## RECORDS SUPPLIED:
══════════
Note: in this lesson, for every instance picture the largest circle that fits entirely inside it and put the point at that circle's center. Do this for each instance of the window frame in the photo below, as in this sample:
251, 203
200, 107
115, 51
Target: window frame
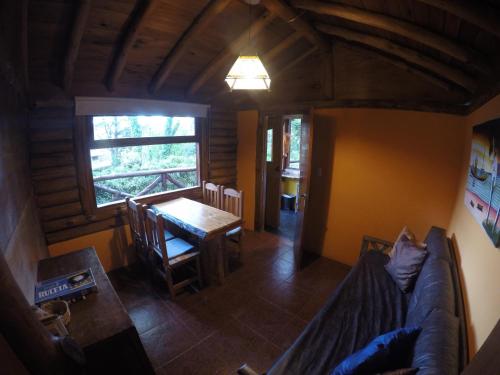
84, 142
288, 131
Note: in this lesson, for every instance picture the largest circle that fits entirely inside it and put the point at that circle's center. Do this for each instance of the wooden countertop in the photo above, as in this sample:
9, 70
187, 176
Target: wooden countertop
101, 315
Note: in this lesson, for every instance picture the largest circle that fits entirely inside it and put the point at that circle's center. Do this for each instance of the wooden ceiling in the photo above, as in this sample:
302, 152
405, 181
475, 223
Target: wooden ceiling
434, 54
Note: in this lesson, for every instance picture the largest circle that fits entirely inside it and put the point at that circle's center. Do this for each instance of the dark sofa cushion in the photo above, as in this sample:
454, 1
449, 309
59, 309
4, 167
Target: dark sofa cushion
366, 304
386, 352
433, 290
437, 244
405, 263
436, 348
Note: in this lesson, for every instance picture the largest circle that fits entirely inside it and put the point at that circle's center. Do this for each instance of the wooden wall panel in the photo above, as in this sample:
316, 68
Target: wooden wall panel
222, 147
21, 240
54, 171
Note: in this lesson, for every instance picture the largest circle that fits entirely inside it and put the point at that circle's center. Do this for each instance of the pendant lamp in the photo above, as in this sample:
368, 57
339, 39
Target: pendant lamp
248, 72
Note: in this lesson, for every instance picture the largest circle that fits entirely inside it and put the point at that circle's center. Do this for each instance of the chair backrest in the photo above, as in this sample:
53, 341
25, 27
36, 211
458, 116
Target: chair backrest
155, 233
211, 194
232, 201
136, 221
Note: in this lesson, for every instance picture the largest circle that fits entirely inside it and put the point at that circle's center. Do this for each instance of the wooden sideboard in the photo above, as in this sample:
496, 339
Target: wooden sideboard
100, 324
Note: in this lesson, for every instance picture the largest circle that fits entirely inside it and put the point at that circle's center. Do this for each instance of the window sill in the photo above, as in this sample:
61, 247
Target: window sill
119, 208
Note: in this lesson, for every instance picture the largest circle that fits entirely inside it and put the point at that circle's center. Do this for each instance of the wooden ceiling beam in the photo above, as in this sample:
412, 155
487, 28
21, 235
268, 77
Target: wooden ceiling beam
══════════
## THE TASK:
Output as a numbered list every line from the one containing "ceiling beam in" down to the last line above, with both ends included and blank lines left out.

## REPLY TO THE TASK:
1. Note: in this lesson, for every instance picture the largest circle that fits entirely inside it and put the point at that circle's center. Do this for each instance of the wooden ceiling beam in the photo above, as in this sample:
2. 412, 155
3. 487, 28
4. 21, 235
5. 268, 77
6. Target: wooden ceiling beam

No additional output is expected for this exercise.